> Directive: Rewrite all the records, swapping "For multiple" for "If there are several" and keeping everything else unchanged. Leave the pictures out.

> Material supplied:

** START **

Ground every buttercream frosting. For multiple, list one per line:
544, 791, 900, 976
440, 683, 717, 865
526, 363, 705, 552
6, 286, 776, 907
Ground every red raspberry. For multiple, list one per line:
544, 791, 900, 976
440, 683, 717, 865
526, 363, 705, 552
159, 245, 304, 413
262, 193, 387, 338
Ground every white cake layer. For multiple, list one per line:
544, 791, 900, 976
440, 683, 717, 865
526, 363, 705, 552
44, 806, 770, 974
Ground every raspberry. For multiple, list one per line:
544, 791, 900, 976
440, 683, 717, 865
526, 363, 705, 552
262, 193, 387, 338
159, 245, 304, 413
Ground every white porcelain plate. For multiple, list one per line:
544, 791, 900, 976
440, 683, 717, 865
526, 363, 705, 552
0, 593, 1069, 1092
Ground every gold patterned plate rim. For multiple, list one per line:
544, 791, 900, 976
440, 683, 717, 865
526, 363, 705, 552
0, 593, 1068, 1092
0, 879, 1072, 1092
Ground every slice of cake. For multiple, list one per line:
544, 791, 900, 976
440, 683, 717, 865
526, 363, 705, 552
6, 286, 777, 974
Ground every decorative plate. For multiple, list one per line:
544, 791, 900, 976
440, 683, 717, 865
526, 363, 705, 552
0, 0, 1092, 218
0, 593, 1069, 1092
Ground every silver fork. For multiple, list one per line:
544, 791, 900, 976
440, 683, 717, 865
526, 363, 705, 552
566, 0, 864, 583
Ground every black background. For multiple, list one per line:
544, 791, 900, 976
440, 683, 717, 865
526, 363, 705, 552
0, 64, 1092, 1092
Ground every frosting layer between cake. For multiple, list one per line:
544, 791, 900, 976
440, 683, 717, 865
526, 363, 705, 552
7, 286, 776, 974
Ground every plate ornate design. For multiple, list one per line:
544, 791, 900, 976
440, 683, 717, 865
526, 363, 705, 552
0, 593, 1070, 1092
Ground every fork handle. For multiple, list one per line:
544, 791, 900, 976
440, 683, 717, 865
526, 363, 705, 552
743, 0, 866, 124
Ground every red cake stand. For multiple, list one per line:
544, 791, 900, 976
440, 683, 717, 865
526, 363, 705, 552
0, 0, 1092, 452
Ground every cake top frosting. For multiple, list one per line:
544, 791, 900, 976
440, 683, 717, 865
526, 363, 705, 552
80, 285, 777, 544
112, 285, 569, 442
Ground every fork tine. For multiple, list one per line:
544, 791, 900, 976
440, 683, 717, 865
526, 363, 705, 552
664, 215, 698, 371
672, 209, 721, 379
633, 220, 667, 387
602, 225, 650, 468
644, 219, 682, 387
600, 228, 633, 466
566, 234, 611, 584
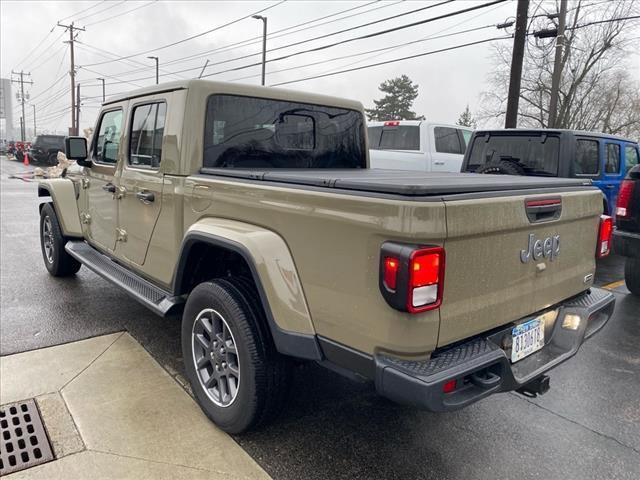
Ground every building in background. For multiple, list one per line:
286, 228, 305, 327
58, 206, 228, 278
0, 78, 13, 140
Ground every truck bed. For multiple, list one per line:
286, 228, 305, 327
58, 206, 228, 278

** END **

> Response:
Ground every buttercream frosting. If there are several, list one per line:
544, 791, 900, 976
440, 683, 717, 865
526, 363, 705, 552
6, 286, 776, 907
Ground every red raspberry. If there are several, list one per line:
544, 791, 900, 976
440, 683, 717, 865
526, 363, 705, 552
159, 245, 304, 413
262, 193, 387, 338
Ground every white cake layer. If there are several, list one per line:
544, 791, 900, 976
440, 683, 717, 865
526, 363, 705, 552
44, 806, 770, 974
Ground every raspberry. If there are several, list one per line:
544, 791, 900, 976
440, 683, 717, 865
526, 363, 705, 552
262, 193, 387, 338
159, 245, 304, 413
Ground every white porcelain plate. If there are several, list one per line:
544, 791, 900, 976
440, 683, 717, 865
526, 363, 705, 552
0, 593, 1069, 1092
Ground every gold patterned plate rim. If there are several, list one per line:
544, 791, 900, 976
440, 683, 717, 865
526, 363, 705, 552
0, 593, 1068, 1092
0, 879, 1072, 1092
Ground every slice of cake. If there are several, list one per line:
544, 791, 900, 976
440, 683, 717, 865
526, 363, 705, 552
6, 286, 777, 974
Ground every decorative plate. If there are several, list one per line:
544, 791, 900, 976
440, 683, 717, 865
526, 363, 705, 552
0, 0, 1092, 218
0, 593, 1069, 1092
Ground every silver fork. If there are several, list one per line:
544, 791, 900, 976
440, 683, 717, 865
526, 363, 705, 552
566, 0, 864, 583
Ground every black background. If there are several, list one per line:
544, 791, 900, 976
440, 683, 717, 865
526, 363, 705, 552
0, 64, 1092, 1092
Ground every frosting layer between cake. If there are several, list one per line:
544, 791, 900, 976
440, 683, 717, 865
526, 363, 705, 552
7, 286, 776, 974
Ground every plate ornate design. If there are several, list one per line:
544, 791, 900, 976
440, 683, 717, 865
526, 363, 705, 552
0, 593, 1070, 1092
Ground every fork handle. If there are several, list one per line:
544, 791, 900, 976
440, 683, 717, 865
526, 363, 705, 552
743, 0, 866, 124
Ground every red cake stand. If there are several, list one per line:
544, 791, 900, 976
440, 683, 717, 865
526, 363, 705, 552
0, 0, 1092, 452
Ground every cake top frosting. If there are several, list one per line:
544, 791, 900, 976
440, 683, 717, 865
526, 363, 705, 552
80, 285, 777, 544
112, 285, 569, 442
Ground every fork tine. If there are several, list one per line:
544, 791, 900, 976
440, 683, 717, 865
526, 363, 705, 552
664, 215, 698, 371
672, 209, 721, 379
633, 220, 667, 387
602, 225, 650, 468
644, 219, 682, 387
600, 228, 633, 466
566, 234, 611, 584
Ground every building in background. If there are several, list one per line:
286, 228, 305, 327
58, 206, 228, 278
0, 78, 13, 140
Ground every truck bed. If there are several, list one per line:
286, 228, 305, 327
58, 206, 228, 278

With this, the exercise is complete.